Coordinate annotation records:
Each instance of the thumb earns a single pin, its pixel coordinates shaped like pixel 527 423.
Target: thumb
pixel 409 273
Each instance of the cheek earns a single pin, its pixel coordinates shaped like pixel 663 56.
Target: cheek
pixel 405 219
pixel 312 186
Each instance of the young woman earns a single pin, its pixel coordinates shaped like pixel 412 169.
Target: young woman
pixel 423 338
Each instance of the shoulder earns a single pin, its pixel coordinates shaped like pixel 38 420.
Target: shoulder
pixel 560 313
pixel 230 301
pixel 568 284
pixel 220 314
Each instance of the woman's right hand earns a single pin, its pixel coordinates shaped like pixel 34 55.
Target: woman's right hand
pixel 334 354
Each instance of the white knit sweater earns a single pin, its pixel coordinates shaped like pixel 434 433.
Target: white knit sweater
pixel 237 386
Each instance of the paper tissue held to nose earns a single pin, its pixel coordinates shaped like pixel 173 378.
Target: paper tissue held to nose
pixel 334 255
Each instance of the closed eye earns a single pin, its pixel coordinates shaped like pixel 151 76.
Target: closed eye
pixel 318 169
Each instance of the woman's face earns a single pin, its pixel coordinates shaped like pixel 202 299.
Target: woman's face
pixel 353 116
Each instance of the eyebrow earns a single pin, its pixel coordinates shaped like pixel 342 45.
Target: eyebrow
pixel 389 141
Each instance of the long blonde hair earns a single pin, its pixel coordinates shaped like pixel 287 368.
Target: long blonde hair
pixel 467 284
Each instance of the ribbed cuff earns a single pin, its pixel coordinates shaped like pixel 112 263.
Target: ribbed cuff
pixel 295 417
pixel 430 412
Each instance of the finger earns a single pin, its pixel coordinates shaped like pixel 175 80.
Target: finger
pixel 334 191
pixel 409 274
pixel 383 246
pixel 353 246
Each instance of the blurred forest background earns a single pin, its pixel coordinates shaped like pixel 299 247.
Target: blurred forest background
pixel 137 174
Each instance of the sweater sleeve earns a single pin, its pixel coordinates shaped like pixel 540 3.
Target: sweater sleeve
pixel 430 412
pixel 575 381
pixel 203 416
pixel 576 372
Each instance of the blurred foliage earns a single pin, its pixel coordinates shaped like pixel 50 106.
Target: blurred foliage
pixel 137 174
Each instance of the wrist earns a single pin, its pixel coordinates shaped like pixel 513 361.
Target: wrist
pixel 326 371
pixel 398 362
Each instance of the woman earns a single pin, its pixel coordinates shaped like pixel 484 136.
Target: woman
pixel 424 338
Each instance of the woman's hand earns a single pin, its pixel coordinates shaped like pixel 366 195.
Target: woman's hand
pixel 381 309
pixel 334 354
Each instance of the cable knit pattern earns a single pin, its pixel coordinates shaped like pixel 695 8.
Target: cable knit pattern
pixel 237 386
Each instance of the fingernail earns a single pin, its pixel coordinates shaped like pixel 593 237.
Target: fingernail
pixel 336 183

What to work on:
Reproduce all of the material above, switching each occurrence of "earns a single pin" to "receives one marker" and keeping every other character as it is.

Solution below:
Each instance of the thumb receives one marker, its pixel coordinates shaped like pixel 527 423.
Target: thumb
pixel 409 273
Each instance of the cheek receives one marker, its pixel coordinates shaped like pixel 663 56.
Target: cheek
pixel 405 219
pixel 312 186
Each instance of the young woman receives one marker, its pixel coordinates shaped like pixel 412 169.
Target: young woman
pixel 423 338
Each instance of the shoulder receives one marker, its pixel coordinates shaped like pixel 38 420.
Target: shoulder
pixel 560 313
pixel 230 301
pixel 568 284
pixel 220 314
Each instance of the woman's right hand receives one marker, its pixel coordinates shaped like pixel 34 55.
Target: woman's right hand
pixel 334 354
Each instance of the white knit sweater receives one marker, its pixel coordinates shaped like pixel 434 433.
Target: white knit sweater
pixel 237 386
Each instance of the paper tissue held to nose receives one marker, its pixel coordinates shaped like pixel 173 378.
Target: paper tissue held to nose
pixel 334 255
Each instance of the closed eye receives one marker, its pixel coordinates shaped like pixel 151 76.
Target: closed eye
pixel 318 169
Each instance of the woman's face receives one marker, its pixel coordinates shaped like pixel 202 299.
Target: woman's face
pixel 353 116
Each instance of the eyebrow receives one marker, its pixel coordinates shaped like pixel 342 45.
Target: eyebrow
pixel 389 141
Each instance of the long blonde hair receives one marker, its pixel coordinates shaped like pixel 287 368.
Target: long blonde hair
pixel 467 284
Each instance of the ribbed cuff receives one marker, its pixel coordinates shaped like pixel 112 263.
Target: ribbed cuff
pixel 295 417
pixel 430 412
Each instance of the finger receives one marker, its pixel coordinates shaped like pixel 175 80.
Target: finger
pixel 334 191
pixel 409 274
pixel 383 246
pixel 353 246
Each instance of the blurred forest background receives one marker, its pixel coordinates shaped like pixel 299 247.
Target: blurred forest background
pixel 137 174
Each instance of the sweater sleeve receives one marker, its pixel coordinates shaped like pixel 540 3.
Target: sweater sleeve
pixel 430 412
pixel 575 381
pixel 203 416
pixel 576 372
Each instance of the blurred foliage receives one marker, its pixel coordinates shaped like pixel 50 106.
Target: blurred foliage
pixel 137 174
Each instance of the wrist receives one marker, its pixel coordinates shaped like pixel 513 361.
Target: wrist
pixel 326 371
pixel 398 362
Each instance of the woman receives one marker, its pixel coordinates shaped like pixel 484 136.
Target: woman
pixel 424 338
Each instance of the woman's hand receives one marker, its pixel coordinates shaped like pixel 366 195.
Target: woman's hand
pixel 381 309
pixel 334 354
Each instance of the cable knit pattern receives one marker, its pixel coordinates shaped like pixel 695 8.
Target: cable knit pattern
pixel 237 386
Each instance of the fingernail receives one marker, its pixel coordinates shaped like pixel 593 237.
Target: fingernail
pixel 336 183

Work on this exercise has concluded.